Labeled point records:
┄┄┄┄┄┄┄┄┄┄

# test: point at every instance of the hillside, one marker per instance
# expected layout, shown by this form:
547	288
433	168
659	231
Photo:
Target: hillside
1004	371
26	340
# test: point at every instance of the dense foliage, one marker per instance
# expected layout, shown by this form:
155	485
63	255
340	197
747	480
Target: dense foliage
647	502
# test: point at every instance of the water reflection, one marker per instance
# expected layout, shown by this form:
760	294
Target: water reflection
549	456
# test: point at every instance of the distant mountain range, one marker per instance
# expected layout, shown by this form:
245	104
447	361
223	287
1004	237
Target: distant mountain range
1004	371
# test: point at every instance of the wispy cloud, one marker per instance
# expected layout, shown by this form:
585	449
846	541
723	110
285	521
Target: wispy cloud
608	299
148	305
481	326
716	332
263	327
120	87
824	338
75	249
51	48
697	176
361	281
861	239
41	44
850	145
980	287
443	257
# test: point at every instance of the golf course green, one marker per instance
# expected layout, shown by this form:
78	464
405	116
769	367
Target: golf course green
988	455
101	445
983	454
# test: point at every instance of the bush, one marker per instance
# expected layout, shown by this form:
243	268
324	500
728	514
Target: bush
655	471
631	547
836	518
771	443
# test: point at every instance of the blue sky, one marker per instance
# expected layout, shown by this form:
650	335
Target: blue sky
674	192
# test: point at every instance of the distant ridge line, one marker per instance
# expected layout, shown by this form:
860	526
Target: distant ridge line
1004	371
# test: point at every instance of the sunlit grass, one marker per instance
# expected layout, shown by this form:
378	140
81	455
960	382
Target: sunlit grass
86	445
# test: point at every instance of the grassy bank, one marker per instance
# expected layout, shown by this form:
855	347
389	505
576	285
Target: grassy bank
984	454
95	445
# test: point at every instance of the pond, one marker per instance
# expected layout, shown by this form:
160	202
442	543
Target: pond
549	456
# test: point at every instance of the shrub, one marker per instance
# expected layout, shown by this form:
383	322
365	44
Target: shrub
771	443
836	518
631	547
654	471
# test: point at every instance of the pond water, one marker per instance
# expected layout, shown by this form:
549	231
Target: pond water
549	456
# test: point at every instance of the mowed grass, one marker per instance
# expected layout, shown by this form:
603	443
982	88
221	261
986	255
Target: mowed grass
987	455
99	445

┄┄┄┄┄┄┄┄┄┄

[Given request]
Please reproduce every one of the items above word for word, keeping each line unchanged.

[Solution to the exercise]
# test: point at every instance of the hillside, one marker per instance
# expected layout, shown by this form:
547	288
433	168
659	231
Photo:
Target: hillside
1004	371
26	340
# test: point at every instance of the dense foliage, one marker per instance
# expected layout, shown by this form:
155	485
63	255
340	197
747	480
Target: dense foliage
647	502
# test: point at every instance of the water reflection, one marker per instance
# expected layout, shown by this form:
760	294
Target: water reflection
549	456
# test: point at every instance of the distant mountain range, one marker per instance
# expected layout, shown by this form:
245	104
447	361
223	287
1004	237
Target: distant mountain range
1004	371
# test: point at every instance of the wispy cloud, one marker per instance
# expected layout, shown by this form:
585	449
846	541
723	110
285	521
Target: wispy cloud
608	299
148	305
481	326
716	332
263	327
120	87
824	338
75	249
51	48
697	176
361	281
861	239
41	44
850	145
980	287
443	257
# test: point at every instance of the golf course green, one marker per instance
# expected layout, shown by this form:
78	464
405	116
769	367
Target: golf course green
988	455
101	445
983	454
# test: point at every instance of the bush, one marker per instance
# expected layout, shown by this form:
243	268
324	500
728	514
Target: bush
655	471
631	547
836	518
771	443
# test: point at every instance of the blue sky, one marker per instance
# expected layout, shown by this form:
650	335
Target: blue sky
674	192
# test: point at every instance of the distant ridge line, one marker per instance
# expected layout, shown by this form:
860	526
Target: distant ridge line
1004	371
# test: point at every instance of the sunlit grass, one marker per instance
# expected layout, shown by this form:
378	140
81	455
960	382
Target: sunlit grass
86	445
# test: point at every instance of the grassy bank, one marker per instance
# expected layout, shown by this form:
855	347
389	505
576	285
Target: grassy bank
984	454
95	445
# test: point at every instance of the pond, one marker per instance
# expected layout, shown by this form:
160	202
442	543
Target: pond
549	456
# test: point at every instance of the shrub, one marker per instance
# expected layout, shown by this form:
383	322
365	44
Target: shrub
771	443
836	518
631	547
654	471
# test: point at every instance of the pond water, one marker per instance
# expected layout, shown by this form:
549	231
Target: pond water
549	456
# test: point at every instance of the mowed grass, one marker per instance
# expected layout, shown by this form:
603	443
982	88
221	261
986	255
Target: mowed grass
987	455
99	445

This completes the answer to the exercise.